* [TASK BRIEF]:
Starting at the line that contains "Target — concrete curb" and ending at the line that contains "Target — car tire", the lines below are to be given again exactly, with nothing added.

(Collected data)
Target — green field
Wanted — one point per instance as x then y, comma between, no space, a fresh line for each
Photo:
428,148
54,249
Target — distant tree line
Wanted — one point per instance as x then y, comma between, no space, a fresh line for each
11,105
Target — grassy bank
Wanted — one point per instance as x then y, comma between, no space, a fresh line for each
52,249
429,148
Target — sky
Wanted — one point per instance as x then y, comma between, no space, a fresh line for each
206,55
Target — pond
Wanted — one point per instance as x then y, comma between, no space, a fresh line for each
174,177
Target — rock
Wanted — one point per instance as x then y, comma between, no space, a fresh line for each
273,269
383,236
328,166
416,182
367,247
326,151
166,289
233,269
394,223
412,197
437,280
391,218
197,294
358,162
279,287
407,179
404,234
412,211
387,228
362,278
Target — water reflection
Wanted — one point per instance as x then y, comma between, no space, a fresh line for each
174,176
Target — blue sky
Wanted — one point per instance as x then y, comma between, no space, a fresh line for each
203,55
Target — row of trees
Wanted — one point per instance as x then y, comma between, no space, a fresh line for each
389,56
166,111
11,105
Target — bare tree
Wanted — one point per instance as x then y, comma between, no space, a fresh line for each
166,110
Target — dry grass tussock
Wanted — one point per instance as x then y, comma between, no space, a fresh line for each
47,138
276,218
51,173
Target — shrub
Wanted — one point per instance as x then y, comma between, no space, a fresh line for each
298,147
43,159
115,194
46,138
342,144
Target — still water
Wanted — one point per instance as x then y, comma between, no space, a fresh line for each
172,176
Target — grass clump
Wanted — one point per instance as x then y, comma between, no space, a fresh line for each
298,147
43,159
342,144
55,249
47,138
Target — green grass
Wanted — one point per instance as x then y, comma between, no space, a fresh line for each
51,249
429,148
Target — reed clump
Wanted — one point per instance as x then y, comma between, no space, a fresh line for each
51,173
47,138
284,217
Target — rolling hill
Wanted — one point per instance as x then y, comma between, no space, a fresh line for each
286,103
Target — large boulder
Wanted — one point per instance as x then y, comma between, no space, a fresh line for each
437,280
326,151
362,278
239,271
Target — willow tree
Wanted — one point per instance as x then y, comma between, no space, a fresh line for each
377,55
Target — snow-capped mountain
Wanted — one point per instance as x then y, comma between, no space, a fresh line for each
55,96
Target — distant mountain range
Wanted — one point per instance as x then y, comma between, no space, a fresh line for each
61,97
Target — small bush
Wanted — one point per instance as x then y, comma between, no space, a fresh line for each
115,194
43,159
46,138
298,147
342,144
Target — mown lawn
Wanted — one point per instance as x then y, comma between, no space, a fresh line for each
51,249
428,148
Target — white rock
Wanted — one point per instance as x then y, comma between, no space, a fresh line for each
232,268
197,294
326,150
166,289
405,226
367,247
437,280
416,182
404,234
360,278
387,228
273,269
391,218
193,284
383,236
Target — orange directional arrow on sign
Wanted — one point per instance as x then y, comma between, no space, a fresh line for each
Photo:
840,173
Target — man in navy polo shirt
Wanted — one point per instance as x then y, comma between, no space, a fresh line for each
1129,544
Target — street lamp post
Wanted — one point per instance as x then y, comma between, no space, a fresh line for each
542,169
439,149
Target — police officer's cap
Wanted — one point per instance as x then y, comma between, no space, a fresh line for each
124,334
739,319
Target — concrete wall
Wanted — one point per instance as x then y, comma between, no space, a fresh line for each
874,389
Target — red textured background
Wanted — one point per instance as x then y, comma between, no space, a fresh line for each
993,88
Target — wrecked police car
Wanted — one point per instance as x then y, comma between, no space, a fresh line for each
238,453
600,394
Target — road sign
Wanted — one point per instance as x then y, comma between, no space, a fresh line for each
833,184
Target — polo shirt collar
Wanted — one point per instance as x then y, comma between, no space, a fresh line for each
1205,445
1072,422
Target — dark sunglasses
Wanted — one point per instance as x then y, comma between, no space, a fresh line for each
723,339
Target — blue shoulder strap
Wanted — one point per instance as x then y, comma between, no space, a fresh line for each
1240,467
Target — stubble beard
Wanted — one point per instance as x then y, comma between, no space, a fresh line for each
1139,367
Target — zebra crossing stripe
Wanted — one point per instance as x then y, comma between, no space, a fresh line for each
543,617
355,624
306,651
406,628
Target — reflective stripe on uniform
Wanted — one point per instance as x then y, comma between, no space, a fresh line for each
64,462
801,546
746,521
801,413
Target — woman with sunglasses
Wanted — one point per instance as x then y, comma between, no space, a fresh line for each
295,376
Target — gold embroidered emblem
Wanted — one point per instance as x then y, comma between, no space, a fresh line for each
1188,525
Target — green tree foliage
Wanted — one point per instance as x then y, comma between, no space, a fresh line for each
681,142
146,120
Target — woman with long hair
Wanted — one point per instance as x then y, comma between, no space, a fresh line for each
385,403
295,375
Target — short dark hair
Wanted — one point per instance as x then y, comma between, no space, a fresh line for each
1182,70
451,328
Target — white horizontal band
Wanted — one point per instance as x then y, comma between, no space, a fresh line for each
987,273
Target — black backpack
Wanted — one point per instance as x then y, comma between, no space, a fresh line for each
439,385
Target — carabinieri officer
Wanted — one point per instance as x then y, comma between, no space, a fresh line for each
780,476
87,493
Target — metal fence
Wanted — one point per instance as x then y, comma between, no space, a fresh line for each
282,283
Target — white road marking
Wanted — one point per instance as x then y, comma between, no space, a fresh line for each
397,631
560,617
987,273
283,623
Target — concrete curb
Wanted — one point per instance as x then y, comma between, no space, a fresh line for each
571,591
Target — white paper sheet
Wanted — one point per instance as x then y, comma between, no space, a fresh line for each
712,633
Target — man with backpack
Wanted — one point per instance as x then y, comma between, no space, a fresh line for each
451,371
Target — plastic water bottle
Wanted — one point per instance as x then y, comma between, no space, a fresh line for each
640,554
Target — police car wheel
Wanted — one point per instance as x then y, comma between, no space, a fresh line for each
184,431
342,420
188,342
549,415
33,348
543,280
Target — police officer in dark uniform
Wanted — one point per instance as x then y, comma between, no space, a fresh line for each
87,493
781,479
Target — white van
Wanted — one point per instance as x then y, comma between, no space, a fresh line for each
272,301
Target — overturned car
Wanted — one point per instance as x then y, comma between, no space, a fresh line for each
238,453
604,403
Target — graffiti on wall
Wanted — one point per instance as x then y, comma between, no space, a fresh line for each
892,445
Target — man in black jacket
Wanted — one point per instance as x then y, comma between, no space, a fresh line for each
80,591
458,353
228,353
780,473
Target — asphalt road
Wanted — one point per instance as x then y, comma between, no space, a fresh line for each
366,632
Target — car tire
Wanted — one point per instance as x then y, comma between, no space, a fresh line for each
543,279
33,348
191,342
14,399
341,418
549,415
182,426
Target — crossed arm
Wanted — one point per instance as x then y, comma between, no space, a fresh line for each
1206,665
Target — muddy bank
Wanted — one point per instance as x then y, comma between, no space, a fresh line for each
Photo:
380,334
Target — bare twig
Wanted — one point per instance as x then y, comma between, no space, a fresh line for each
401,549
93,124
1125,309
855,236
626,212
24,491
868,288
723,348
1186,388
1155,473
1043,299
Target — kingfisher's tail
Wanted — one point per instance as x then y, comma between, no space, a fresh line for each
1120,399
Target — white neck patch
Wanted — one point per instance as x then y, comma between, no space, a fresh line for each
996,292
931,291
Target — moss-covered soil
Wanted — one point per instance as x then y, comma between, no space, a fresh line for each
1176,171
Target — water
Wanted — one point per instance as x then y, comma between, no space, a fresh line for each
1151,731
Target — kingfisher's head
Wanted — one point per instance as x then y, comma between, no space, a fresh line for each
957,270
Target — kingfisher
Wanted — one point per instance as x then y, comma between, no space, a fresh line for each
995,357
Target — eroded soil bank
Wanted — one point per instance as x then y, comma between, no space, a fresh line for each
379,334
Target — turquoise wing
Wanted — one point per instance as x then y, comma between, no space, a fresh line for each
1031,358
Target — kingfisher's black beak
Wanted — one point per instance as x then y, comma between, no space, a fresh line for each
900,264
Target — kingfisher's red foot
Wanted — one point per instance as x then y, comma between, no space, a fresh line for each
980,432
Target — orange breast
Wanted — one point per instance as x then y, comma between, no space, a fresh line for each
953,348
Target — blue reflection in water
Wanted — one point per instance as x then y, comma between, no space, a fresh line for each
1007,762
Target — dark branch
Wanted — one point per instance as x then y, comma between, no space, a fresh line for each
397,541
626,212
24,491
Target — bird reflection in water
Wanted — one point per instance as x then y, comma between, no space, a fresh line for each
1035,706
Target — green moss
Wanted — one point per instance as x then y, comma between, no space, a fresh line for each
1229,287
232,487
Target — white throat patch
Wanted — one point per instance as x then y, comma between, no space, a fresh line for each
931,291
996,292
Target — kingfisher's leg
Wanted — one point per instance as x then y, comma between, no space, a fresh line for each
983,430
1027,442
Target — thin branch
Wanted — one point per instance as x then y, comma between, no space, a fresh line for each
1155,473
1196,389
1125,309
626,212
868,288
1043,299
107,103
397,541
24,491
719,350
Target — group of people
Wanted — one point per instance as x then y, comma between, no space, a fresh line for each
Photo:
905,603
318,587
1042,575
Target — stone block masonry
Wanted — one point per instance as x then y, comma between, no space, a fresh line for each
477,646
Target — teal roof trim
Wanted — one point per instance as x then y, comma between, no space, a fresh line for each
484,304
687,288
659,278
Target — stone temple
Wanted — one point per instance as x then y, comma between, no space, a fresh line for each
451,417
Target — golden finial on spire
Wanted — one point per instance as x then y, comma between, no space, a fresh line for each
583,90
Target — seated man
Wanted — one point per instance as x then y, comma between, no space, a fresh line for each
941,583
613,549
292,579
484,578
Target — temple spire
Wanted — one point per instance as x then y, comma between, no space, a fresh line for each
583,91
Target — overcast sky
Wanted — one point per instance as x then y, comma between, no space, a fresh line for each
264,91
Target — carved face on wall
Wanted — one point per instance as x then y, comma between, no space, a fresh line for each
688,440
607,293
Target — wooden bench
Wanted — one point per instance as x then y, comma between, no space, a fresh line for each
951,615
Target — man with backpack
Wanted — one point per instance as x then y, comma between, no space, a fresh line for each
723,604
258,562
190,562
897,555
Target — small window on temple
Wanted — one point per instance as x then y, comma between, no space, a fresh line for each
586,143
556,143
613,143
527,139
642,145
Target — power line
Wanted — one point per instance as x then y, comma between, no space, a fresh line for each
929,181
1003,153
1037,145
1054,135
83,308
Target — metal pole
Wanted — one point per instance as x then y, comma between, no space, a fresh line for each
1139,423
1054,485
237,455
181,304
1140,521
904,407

* [TASK OUTPUT]:
Target — concrete curb
Wanted — one point per instance as x then y, comma between, no space, a fresh line for each
571,591
Target — white paper sheet
Wanted — one point per instance as x then y, comma between, no space, a fresh line for each
712,633
Target — man with backpack
Wanted — one point per instance as x then y, comma between, no space, a fresh line for each
451,371
Target — plastic water bottle
Wanted — one point per instance as x then y, comma between, no space, a fresh line for each
640,554
Target — police car wheel
Wanted — one point per instance as x then y, comma between, no space, a fresh line for each
184,431
342,420
188,342
549,415
33,348
543,280
Target — police officer in dark uniform
Wanted — one point per instance as x then y, comma between, no space, a fresh line for each
87,493
781,479
Target — white van
Wanted — one point per instance as x then y, comma between, no space, a fresh line for each
272,301
Target — overturned car
Wanted — one point per instance as x then y, comma between, no space, a fresh line for each
238,453
604,403
Target — graffiti on wall
Wanted — one point per instance as x then y, comma between, no space, a fresh line for each
892,445
Target — man in black jacket
Wanted — one point per instance as x then y, comma between, no space, a fresh line for each
80,591
458,353
228,353
780,473
Target — asphalt road
Wanted — one point per instance as x then y, comma between, no space, a fresh line for each
366,632
Target — car tire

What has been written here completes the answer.